Whereas the shrinking of the dimensions of silicon technology provides more transistors as well as making them go faster and consume less power, it also causes problems with regard to robustness. As stated within this book, a robust system is widely viewed to be *a system that tolerates faults*. We are now dealing with robustness on several fronts. Firstly, with shrinking technology we are now coping with progressively sensitive transistors whose effects have to increasingly be dealt in the design process [Phillips, 2007]. Secondly, the methodologies needed to design advanced silicon chips have not matured at the same rate as the increase in silicon density. This has resulted in a gap between the rate of growth in silicon density (58%) to the rate of increase in transistors implemented per staff-month (21%), commonly referred to as the *design productivity gap* [Rowen, 2002], as illustrated in Fig. 1.2.



Fig. 1.2 Design productivity gap [Rowen, 2002]

Thirdly, the design problem has changed. More than a decade ago, a single chip represented a component of a system but now the chip can represent the full system itself, hence *system-on-chip*, involving a number of technologies ranging from sensors to technology for receiving data signals. These technologies typically involve different design approaches, and additional care is needed as they can interfere with each other. Lastly, there is also an expectation that electronic devices will not fail, which was a strong selling point over the less reliable mechanical and analog technology. This is increasingly becoming more difficult to achieve as both the technology becomes more unpredictable and the tools lag behind the methodology.

The purpose of the chapter is to address some of the issues regarding robustness of hardware, specifically digital hardware. The aim is to present an insight and discussion on the elements of digital hardware system design that provide a level of robustness. It starts with a brief discussion of issues of robustness in hardware highlighting increasing device complexity. The chapter then focuses on hardware technologies and describes the characteristics of various types of hardware platforms, namely ASIC, DSP $\mu$ , microprocessors, and FPGA. The description also gives details of their structure and programming model with a particular focus on robustness. The next section covers the types of faults that can occur in silicon hardware and the design and operation techniques available to avoid these faults. The latter sections will then give an overview of the approaches currently available for proving hardware robustness ranging from the highly practical to some of the more exotic solutions. Finally, the chapter will conclude by considering the future problems caused by process variations and the challenges this will create.

• Dataset rows
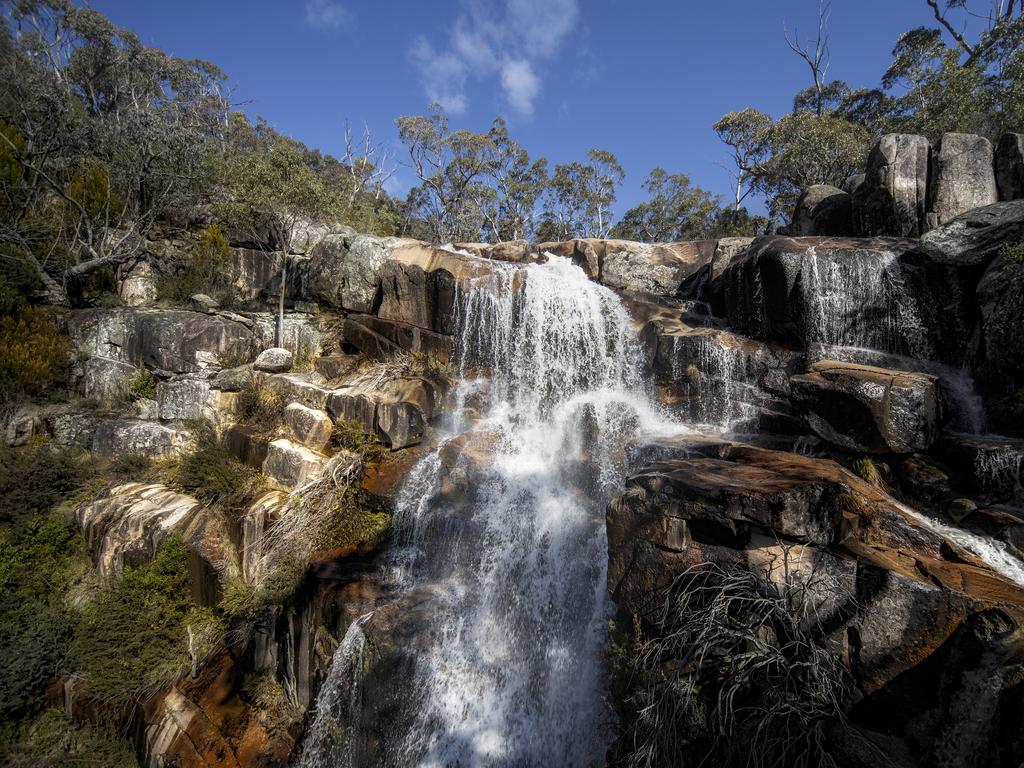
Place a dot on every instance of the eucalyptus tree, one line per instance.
(518, 183)
(453, 167)
(579, 198)
(675, 210)
(111, 137)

• Required work
A - Translate this sentence from the passage on hardware robustness into Spanish: "Secondly, the methodologies needed to design advanced silicon chips have not matured at the same rate as the increase in silicon density."
B - According to the passage on hardware robustness, why is it becoming harder to meet the expectation that electronic devices will not fail? Answer in one to three sentences.
C - From the passage on hardware robustness, output the text from "Fig. 1.2 Design" up to and including "behind the methodology.".

• Written responses
A - En segundo lugar, las metodologías necesarias para diseñar chips de silicio avanzados no han madurado al mismo ritmo que el aumento de la densidad del silicio.

B - It is becoming harder because the technology is growing more unpredictable while the tools lag behind the methodology.

C -
Fig. 1.2 Design productivity gap [Rowen, 2002]

Thirdly, the design problem has changed. More than a decade ago, a single chip represented a component of a system but now the chip can represent the full system itself, hence *system-on-chip*, involving a number of technologies ranging from sensors to technology for receiving data signals. These technologies typically involve different design approaches, and additional care is needed as they can interfere with each other. Lastly, there is also an expectation that electronic devices will not fail, which was a strong selling point over the less reliable mechanical and analog technology. This is increasingly becoming more difficult to achieve as both the technology becomes more unpredictable and the tools lag behind the methodology.